Alfred Bonnefoy-Debaïs

Etudier, préserver et faire connaître le Patrimoine Historique, Naturel et Culturel de Séderon et de sa Région

Lou Trepoun 10
Noëls d’antan
Albert ARMAND
Article mis en ligne le 16 septembre 2013
dernière modification le 13 décembre 2014

par ARMAND Albert

Dans la région des Baronnies et du canton de Séderon, au fin fond de la Drôme, la tradition de NOËL était restée vivace lorsque j’avais une dizaine d’années. Ce n’étaient pas des cadeaux qui primaient alors, mais la tradition ancestrale conservée avec soin et sans cesse renouvelée.

Tout d’abord les enfants heureux de si peu de choses, en revenant de l’école le soir du 24 décembre, chantaient dans le petit bourg les louanges du petit JÉSUS qui allait naître et leur permettre de fêter sa naissance par un bon souper. Puis, impatients ils attendaient la réunion de la Famille qui peu à peu se rassemblait autour de la cheminée où dans un grand feu se consumait une grosse bûche. Là se trouvaient les Parents, les Enfants, les Amis célibataires invités pour la circonstance.

Vers les huit heures du soir, la table mise avec soin sur une nappe blanche qui ne ressortirait que pour Pâques, la cérémonie de la bénédiction du Foyer allait être faite par le plus jeune enfant de la Famille. Le Père lui remettait un verre de vin et l’enfant arrosait la bûche du foyer en faisant le signe de la Croix et en formulant les souhaits de bonheur qui lui étaient dictés. Tous les présents se signaient et répétaient ces paroles de protection du Foyer.

Après cela le repas pouvait commencer. Le menu traditionnel se composait de morue, servie de deux ou trois manières ; d’un légume, d’une viande de boucherie (chose rare), des pruneaux cuits, de la tarte enfin. La tarte était un dessert qui ne serait plus servi jusqu’à Pâques. Enfin, il y avait le nougat, si dur qu’il fallait le marteau pour faire les parts, mais qui était si bon, surtout pour les petits qui avaient encore de bonnes dents.

> **DONNÉES FOURNIES**
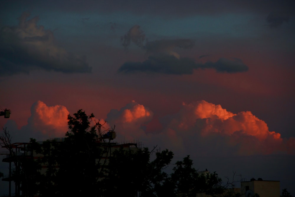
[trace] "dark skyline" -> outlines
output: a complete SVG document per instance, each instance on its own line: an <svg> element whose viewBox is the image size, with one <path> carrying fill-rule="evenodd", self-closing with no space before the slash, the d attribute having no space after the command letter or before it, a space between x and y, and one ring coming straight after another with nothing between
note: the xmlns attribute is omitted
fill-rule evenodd
<svg viewBox="0 0 295 197"><path fill-rule="evenodd" d="M294 195L294 8L1 1L0 107L12 114L0 126L14 141L62 137L82 108L115 124L119 142L190 154L222 178L280 180Z"/></svg>

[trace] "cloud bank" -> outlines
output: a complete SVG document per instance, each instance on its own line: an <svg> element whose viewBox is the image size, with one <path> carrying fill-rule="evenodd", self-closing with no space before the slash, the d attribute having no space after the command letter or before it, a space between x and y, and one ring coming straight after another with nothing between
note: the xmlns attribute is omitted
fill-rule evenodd
<svg viewBox="0 0 295 197"><path fill-rule="evenodd" d="M235 73L245 72L249 68L239 59L220 58L217 61L196 63L192 59L178 58L174 55L150 56L142 62L124 63L118 69L119 72L144 72L168 74L191 74L194 70L213 69L220 73Z"/></svg>
<svg viewBox="0 0 295 197"><path fill-rule="evenodd" d="M121 37L122 45L124 47L126 48L129 46L131 42L139 47L143 45L145 35L143 31L140 29L140 27L139 25L135 25L131 27L126 34Z"/></svg>
<svg viewBox="0 0 295 197"><path fill-rule="evenodd" d="M64 106L48 106L38 101L32 105L31 113L28 124L13 132L17 140L60 137L68 130L69 112ZM115 141L118 142L138 140L145 146L158 145L182 155L295 154L295 137L282 138L250 111L235 114L201 100L183 103L179 111L165 118L165 121L154 121L153 115L148 108L133 101L119 110L111 110L104 126L107 129L116 126ZM153 127L155 124L157 126ZM17 129L11 121L6 126L9 130ZM149 127L160 130L152 133L147 131Z"/></svg>
<svg viewBox="0 0 295 197"><path fill-rule="evenodd" d="M234 73L245 72L248 66L240 59L221 58L217 62L196 62L188 58L182 58L175 51L176 48L184 49L191 48L194 41L190 39L163 39L147 42L143 45L145 35L139 25L132 27L121 38L122 45L126 47L131 41L146 51L148 57L142 62L127 62L118 70L123 73L148 72L168 74L191 74L198 69L213 69L218 72ZM200 57L202 56L200 56Z"/></svg>
<svg viewBox="0 0 295 197"><path fill-rule="evenodd" d="M0 30L0 76L37 69L64 73L89 72L85 56L67 52L56 43L53 32L24 13L18 25Z"/></svg>
<svg viewBox="0 0 295 197"><path fill-rule="evenodd" d="M273 12L267 16L266 21L270 27L276 28L281 26L284 22L288 22L289 19L289 15L285 12Z"/></svg>

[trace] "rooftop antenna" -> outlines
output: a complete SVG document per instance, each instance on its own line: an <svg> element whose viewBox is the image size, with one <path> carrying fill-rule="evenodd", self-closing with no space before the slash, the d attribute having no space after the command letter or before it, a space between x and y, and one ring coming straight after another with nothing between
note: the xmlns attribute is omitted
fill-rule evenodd
<svg viewBox="0 0 295 197"><path fill-rule="evenodd" d="M0 116L4 116L4 118L8 118L10 117L10 114L11 114L11 111L10 110L8 110L5 109L4 111L0 111Z"/></svg>

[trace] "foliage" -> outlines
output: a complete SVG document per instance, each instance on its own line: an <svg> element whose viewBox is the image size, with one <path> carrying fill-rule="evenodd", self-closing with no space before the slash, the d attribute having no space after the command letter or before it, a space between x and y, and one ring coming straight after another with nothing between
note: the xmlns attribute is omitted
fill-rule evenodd
<svg viewBox="0 0 295 197"><path fill-rule="evenodd" d="M282 195L281 195L281 197L293 197L293 196L287 191L287 188L285 188L282 191Z"/></svg>
<svg viewBox="0 0 295 197"><path fill-rule="evenodd" d="M40 144L31 139L29 147L37 159L18 161L23 169L18 174L22 177L23 194L160 197L194 196L200 193L214 196L224 192L217 174L200 174L189 155L177 162L168 174L165 169L171 165L171 151L112 149L110 140L101 140L103 124L90 126L94 117L82 110L69 115L69 131L62 141ZM154 153L155 158L151 160ZM41 166L46 172L41 172Z"/></svg>

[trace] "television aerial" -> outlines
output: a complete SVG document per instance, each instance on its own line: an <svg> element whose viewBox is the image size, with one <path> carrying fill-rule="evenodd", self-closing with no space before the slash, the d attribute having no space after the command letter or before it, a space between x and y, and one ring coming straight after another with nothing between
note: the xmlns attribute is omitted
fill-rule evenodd
<svg viewBox="0 0 295 197"><path fill-rule="evenodd" d="M4 110L0 111L0 116L4 116L4 118L9 118L10 116L11 111L10 110L5 109Z"/></svg>

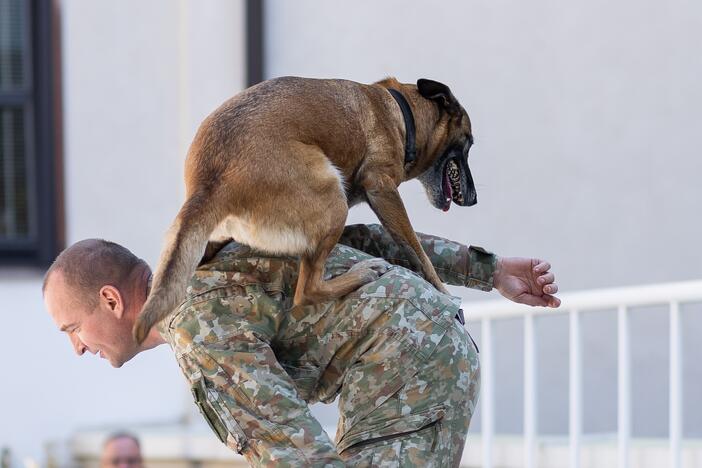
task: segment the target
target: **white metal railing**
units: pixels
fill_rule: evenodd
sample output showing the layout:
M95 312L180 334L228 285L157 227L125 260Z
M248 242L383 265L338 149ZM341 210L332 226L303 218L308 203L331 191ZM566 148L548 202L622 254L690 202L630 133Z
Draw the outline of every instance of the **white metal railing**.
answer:
M524 467L537 466L537 365L535 317L569 315L569 466L580 467L582 440L582 355L581 314L593 310L617 311L617 400L618 467L629 468L631 440L631 369L629 311L633 307L668 305L670 316L669 467L681 468L682 442L682 342L680 304L702 302L702 281L605 289L561 295L559 309L532 308L506 300L464 303L470 321L481 323L481 409L482 466L493 468L494 368L492 322L506 318L524 319Z

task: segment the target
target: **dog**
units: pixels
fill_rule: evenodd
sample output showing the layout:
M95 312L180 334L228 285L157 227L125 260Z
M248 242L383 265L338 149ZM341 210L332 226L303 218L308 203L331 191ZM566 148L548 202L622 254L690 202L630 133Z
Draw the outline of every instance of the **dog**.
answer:
M418 178L448 210L477 202L468 168L471 122L448 86L386 78L281 77L226 101L200 125L185 162L186 200L166 235L134 325L141 343L182 301L208 240L234 238L299 255L293 304L342 297L377 277L370 267L324 280L348 209L367 202L417 270L446 292L397 187Z

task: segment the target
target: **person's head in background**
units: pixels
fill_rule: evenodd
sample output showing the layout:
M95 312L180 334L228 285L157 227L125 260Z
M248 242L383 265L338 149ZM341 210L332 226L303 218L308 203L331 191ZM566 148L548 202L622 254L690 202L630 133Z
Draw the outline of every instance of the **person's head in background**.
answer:
M100 457L101 468L142 468L139 439L128 432L115 432L105 439Z

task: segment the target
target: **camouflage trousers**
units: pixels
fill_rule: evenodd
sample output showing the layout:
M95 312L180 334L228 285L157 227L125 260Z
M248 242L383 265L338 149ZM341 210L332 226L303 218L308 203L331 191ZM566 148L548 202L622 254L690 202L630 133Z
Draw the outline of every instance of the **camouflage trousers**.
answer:
M356 424L356 433L337 435L340 456L354 467L458 466L479 388L478 351L455 321L419 372ZM345 409L345 400L354 391L353 386L342 389L342 418L345 410L353 410ZM343 443L359 437L363 440L348 447Z

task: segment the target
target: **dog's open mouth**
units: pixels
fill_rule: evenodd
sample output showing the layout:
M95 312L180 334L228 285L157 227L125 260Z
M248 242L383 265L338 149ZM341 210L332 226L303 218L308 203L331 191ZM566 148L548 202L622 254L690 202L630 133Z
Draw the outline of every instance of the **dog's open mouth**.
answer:
M464 204L463 192L461 191L461 169L455 159L449 159L444 168L443 177L444 206L442 209L448 211L451 207L451 200L458 205Z

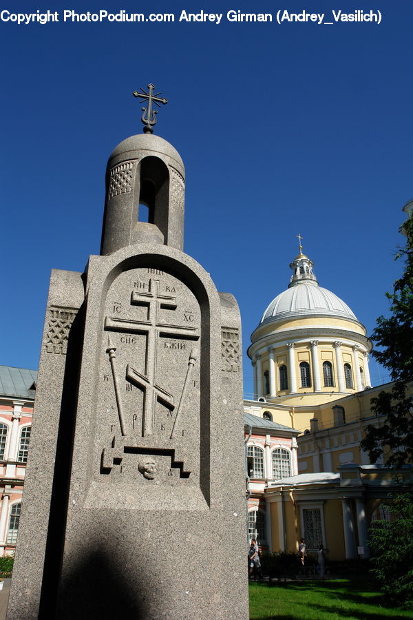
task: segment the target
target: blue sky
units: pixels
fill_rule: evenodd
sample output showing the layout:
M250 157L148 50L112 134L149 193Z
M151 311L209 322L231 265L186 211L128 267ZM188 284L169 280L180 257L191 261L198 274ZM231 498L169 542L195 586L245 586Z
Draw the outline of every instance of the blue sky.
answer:
M319 1L153 6L74 3L78 12L173 13L173 23L0 21L4 259L0 364L36 369L52 268L98 254L106 161L142 131L132 91L169 100L156 132L187 171L185 251L235 295L244 349L288 285L298 233L320 285L369 333L402 265L398 229L412 183L413 3L360 3L374 23L233 23L229 10L353 12ZM220 24L178 20L223 13ZM245 393L252 369L244 358ZM374 384L388 379L372 364Z

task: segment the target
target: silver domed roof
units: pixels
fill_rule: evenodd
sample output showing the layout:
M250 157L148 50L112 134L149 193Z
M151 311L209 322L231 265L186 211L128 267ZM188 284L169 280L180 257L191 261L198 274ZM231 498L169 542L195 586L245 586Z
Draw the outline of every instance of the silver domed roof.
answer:
M313 271L314 263L299 254L290 264L293 275L288 288L273 300L262 316L260 324L294 316L325 316L350 318L357 317L347 304L327 289L319 285Z
M301 282L277 295L264 313L260 322L320 314L357 320L347 304L331 291L313 282Z

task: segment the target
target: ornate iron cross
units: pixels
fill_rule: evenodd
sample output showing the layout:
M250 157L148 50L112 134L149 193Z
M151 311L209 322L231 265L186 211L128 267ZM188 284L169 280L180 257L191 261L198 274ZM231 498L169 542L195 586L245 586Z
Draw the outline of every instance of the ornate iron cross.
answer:
M145 92L143 88L141 88L140 91L134 90L132 93L134 96L140 99L141 102L145 101L146 99L148 101L148 107L142 108L143 114L141 121L145 125L143 131L145 134L152 134L153 132L152 127L156 124L158 110L152 109L152 104L155 103L158 107L160 107L160 103L163 103L165 105L165 103L168 103L167 99L158 96L158 95L160 94L160 92L153 94L154 88L155 87L153 84L148 84L148 92Z

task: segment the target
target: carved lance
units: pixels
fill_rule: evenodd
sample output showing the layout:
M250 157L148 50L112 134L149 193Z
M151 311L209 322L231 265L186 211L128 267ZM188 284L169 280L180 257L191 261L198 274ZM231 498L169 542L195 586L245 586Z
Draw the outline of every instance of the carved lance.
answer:
M191 349L191 353L189 353L189 361L188 362L188 370L187 371L187 376L185 377L185 382L184 383L182 393L181 394L180 400L179 402L179 405L178 406L178 410L176 411L176 415L175 416L175 422L173 422L173 426L172 426L172 432L171 433L170 439L172 439L172 437L173 437L175 427L178 426L178 421L179 420L181 409L184 402L184 398L185 397L185 395L187 393L188 382L189 381L189 377L191 376L191 373L192 371L192 369L193 368L193 364L196 362L197 356L198 349L194 347L193 349Z
M114 347L113 344L110 342L110 338L107 338L107 348L106 349L106 353L109 353L109 359L110 360L110 367L112 368L112 376L114 378L114 385L115 386L115 396L116 397L116 404L118 405L118 414L119 415L119 424L120 424L120 433L122 433L123 437L125 437L126 433L125 432L125 424L123 420L123 416L122 415L122 405L120 403L120 394L119 393L119 385L118 384L118 379L116 378L116 374L115 373L115 351L116 350L116 347Z

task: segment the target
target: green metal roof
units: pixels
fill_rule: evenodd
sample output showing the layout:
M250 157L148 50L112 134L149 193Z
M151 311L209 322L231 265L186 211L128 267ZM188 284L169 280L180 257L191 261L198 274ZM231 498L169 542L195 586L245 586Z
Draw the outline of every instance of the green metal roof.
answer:
M0 366L0 396L34 398L37 371Z
M284 426L284 424L279 424L278 422L273 422L264 417L259 417L252 413L244 414L244 424L246 426L253 426L254 428L262 428L267 433L274 433L275 431L284 431L288 433L294 433L298 435L299 431L295 428L290 428L289 426Z

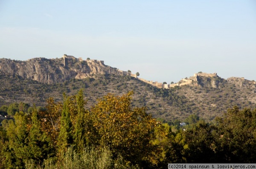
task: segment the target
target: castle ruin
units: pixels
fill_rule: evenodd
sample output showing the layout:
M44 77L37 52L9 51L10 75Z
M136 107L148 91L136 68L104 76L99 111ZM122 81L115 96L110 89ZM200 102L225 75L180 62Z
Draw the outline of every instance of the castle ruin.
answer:
M73 59L80 62L83 61L81 57L79 57L78 59L76 58L73 56L67 55L64 54L62 56L63 58L63 64L64 67L67 66L68 61L69 59ZM104 61L102 60L97 60L93 59L87 59L86 60L86 62L97 62L100 64L104 64ZM192 83L194 82L196 82L198 80L198 76L204 76L204 77L218 77L217 73L206 73L200 72L197 73L195 73L193 76L190 77L189 78L187 79L182 79L178 82L173 84L163 84L162 83L159 83L157 81L153 82L152 81L148 81L142 78L138 78L136 74L132 74L131 73L128 72L126 71L122 71L120 70L117 70L120 73L121 75L122 76L128 76L131 77L134 77L144 82L145 83L150 84L153 86L157 87L159 88L163 89L169 89L171 87L174 87L175 86L181 86L184 85L189 84Z

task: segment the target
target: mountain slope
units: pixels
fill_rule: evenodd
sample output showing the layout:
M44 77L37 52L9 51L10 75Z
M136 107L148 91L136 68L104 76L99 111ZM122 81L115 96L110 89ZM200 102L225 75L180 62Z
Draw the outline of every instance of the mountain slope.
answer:
M222 115L227 108L234 105L241 109L256 107L255 82L243 78L224 79L218 76L198 76L196 81L188 84L162 89L137 78L123 76L116 69L98 61L92 61L94 65L91 65L90 61L87 61L82 65L84 63L79 65L79 61L75 60L68 62L67 68L62 63L61 59L38 58L31 59L35 60L33 61L15 61L14 63L8 59L5 60L5 62L0 59L0 106L23 101L44 106L49 97L61 101L63 92L74 95L78 90L83 88L85 99L88 100L87 108L94 105L97 99L108 93L121 95L133 90L133 105L146 106L148 112L154 117L167 121L183 120L192 114L209 121L216 116ZM3 63L9 68L3 69ZM36 63L37 66L41 68L41 71L35 71L37 78L41 79L39 82L33 80L35 74L33 79L32 74L25 73L32 70L18 69L31 67L28 63ZM76 68L78 65L82 68ZM6 71L12 68L14 70ZM53 73L55 68L64 70L55 75ZM45 75L49 72L53 75L50 76L49 81ZM84 76L78 76L82 74L79 72ZM191 77L193 78L195 77Z

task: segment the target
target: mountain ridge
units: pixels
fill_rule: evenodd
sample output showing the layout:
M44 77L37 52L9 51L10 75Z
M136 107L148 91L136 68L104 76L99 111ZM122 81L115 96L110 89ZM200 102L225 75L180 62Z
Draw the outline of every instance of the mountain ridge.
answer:
M29 63L44 64L38 65L42 70L35 71L44 73L44 76L38 76L41 78L38 79L41 82L35 80L35 74L33 79L32 78L33 74L29 73L28 76L24 73L26 71L35 69L32 67L31 68L29 65L30 70L24 70L26 62L0 59L0 106L22 101L44 107L49 97L54 97L57 101L61 101L63 92L69 95L74 95L78 89L82 88L88 108L94 105L97 99L108 93L121 95L133 90L134 94L132 105L145 106L148 113L153 117L169 121L181 120L191 114L211 121L217 116L222 115L228 108L235 105L241 109L256 108L255 82L243 78L230 77L225 79L217 74L212 74L212 76L208 76L210 73L203 74L204 76L198 75L201 73L198 73L196 76L194 74L179 82L181 84L191 81L191 83L186 85L168 88L162 87L163 86L156 87L150 84L151 81L142 81L136 75L105 65L102 61L90 59L85 62L79 61L79 58L78 60L72 58L68 60L67 65L64 65L63 58L29 60ZM5 69L3 68L5 64L9 64ZM98 65L102 67L101 70ZM23 68L22 71L17 69L18 66ZM81 66L83 71L79 72ZM61 73L64 72L63 75L58 74L58 69L61 68L64 70L61 72ZM56 70L57 73L54 75L56 76L52 78L55 81L49 81L45 75L49 71L55 73ZM82 73L83 76L79 76ZM62 76L65 78L61 79ZM196 80L192 81L196 78Z

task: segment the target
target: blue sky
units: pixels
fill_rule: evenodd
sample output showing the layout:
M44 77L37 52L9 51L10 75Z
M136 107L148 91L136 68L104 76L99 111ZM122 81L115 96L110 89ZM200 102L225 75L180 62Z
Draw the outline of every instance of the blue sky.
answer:
M0 58L63 54L175 82L256 80L256 1L0 0Z

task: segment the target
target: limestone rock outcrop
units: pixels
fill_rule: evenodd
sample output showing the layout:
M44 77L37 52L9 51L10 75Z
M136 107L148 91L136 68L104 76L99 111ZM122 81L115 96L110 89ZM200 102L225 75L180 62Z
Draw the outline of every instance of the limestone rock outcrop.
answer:
M37 58L26 61L0 59L0 73L47 84L83 79L93 74L121 74L103 61L81 60L74 57L66 59L64 65L64 58Z

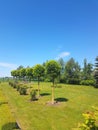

> **CONSIGNE**
Citez sans modification le passage de l'extrait sur les Noëls d'antan qui commence aux mots « Dans la région » et s'arrête après « sans cesse renouvelée. ».

> **CADRE DE RÉPONSE**
Dans la région des Baronnies et du canton de Séderon, au fin fond de la Drôme, la tradition de NOËL était restée vivace lorsque j’avais une dizaine d’années. Ce n’étaient pas des cadeaux qui primaient alors, mais la tradition ancestrale conservée avec soin et sans cesse renouvelée.